- JOB ITEM
Reproduce word for word the stretch of the passage on the Bhagavad-Gita from "The bard would" through "scale the heights.".

- GIVEN PASSAGE
Krishna urges Arjuna
to fight, but Arjuna is reluctant, for he sees old friends on both sides of
the conflict. This is no ordinary war between factions, although there may
well have been such a war, as was the case with the
Iliad and the siege
of Troy.
One interpretation
is that this war takes place within us. Arjuna or the individual has aspired
to become something grander and wiser. Doing so, he has aroused the inertia
of his own nature. To make our human nature something more truly human,
translucent to the light of the inner
Krishna
which resides in us all, we must take up the struggle, purifying and
disciplining the wayward aspects of ourselves. Thus
Krishna successfully
urges Arjuna to do battle. When we place the
Bhagavad-Gita, with
Arjuna as the human monad or self, against the larger setting of the 18
books of the Mahabharata,
we are given a grander picture of human evolution as part of terrestrial
and cosmic evolution, which will involve all parts of ourselves, all the
Pandava princes in us, on the endless journey of monadic unfoldment which in
the course of infinite time raises every living atom to become a human
being, and every human to become a divinity.
This will give a
small idea of the wisdom locked up in the epic poetry of the ancient world.
The bard would come and recite or declaim the old stories. His hearers often
knew the story very well, and they would follow the running thoughts, seeing
fresh meanings, attaining wider insights. I wonder if something was not lost
when, after centuries of oral tradition, some of these marvelous epics were
committed to writing. I remember when my brother and I were youngsters out
on the ranch, hearing the old folks reading out loud in the evening—we were
building our own structures in our imagination.
What do poets
teach? They teach that we inhabit a living universe, surrounded on all sides
by countless lives, great and small—the wind brushes our faces with a
million universes. We learn from poetry that we too may scale the heights.

Dataset entries
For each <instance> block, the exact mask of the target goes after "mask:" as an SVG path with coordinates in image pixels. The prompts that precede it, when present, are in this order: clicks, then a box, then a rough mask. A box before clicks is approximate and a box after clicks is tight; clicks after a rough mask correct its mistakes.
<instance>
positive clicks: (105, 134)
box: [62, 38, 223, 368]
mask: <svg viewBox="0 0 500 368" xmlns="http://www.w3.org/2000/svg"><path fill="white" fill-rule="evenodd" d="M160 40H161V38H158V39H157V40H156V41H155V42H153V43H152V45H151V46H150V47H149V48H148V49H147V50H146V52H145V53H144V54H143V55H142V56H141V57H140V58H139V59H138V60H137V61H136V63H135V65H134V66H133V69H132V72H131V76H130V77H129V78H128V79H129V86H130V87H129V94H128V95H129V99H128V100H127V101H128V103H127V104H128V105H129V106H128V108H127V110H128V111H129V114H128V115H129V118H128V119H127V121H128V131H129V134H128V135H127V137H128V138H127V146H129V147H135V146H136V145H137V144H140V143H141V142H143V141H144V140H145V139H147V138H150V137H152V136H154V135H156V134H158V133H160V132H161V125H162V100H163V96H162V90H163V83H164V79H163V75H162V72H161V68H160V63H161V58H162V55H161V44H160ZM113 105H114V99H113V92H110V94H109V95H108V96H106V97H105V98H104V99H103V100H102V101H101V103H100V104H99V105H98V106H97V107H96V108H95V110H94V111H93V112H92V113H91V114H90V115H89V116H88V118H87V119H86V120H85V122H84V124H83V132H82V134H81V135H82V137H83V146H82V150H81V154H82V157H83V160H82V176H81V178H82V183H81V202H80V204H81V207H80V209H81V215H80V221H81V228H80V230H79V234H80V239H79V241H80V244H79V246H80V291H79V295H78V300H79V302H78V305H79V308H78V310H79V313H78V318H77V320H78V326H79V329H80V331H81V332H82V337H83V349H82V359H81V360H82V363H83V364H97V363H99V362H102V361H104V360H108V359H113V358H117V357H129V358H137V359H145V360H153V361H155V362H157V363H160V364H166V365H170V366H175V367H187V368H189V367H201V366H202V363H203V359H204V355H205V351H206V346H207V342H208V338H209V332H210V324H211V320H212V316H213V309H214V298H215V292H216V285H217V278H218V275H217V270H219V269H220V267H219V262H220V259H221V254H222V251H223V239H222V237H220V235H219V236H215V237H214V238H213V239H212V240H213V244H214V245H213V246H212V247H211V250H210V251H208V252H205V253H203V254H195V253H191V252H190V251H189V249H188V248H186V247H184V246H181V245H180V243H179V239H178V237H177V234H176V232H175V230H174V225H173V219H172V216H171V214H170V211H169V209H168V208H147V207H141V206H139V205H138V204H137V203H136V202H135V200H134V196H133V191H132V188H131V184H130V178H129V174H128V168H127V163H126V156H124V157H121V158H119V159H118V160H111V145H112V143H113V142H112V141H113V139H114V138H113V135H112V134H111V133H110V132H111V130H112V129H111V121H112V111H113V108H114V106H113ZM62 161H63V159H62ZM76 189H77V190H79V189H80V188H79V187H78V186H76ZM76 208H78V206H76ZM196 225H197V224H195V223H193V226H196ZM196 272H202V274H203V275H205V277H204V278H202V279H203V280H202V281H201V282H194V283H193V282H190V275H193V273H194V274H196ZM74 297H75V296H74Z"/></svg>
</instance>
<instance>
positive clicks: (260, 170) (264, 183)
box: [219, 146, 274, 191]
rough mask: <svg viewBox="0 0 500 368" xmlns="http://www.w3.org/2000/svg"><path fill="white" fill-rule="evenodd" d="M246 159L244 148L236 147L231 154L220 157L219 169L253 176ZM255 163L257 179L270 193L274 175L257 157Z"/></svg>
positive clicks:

- TASK OUTPUT
The bard would come and recite or declaim the old stories. His hearers often
knew the story very well, and they would follow the running thoughts, seeing
fresh meanings, attaining wider insights. I wonder if something was not lost
when, after centuries of oral tradition, some of these marvelous epics were
committed to writing. I remember when my brother and I were youngsters out
on the ranch, hearing the old folks reading out loud in the evening—we were
building our own structures in our imagination.
What do poets
teach? They teach that we inhabit a living universe, surrounded on all sides
by countless lives, great and small—the wind brushes our faces with a
million universes. We learn from poetry that we too may scale the heights.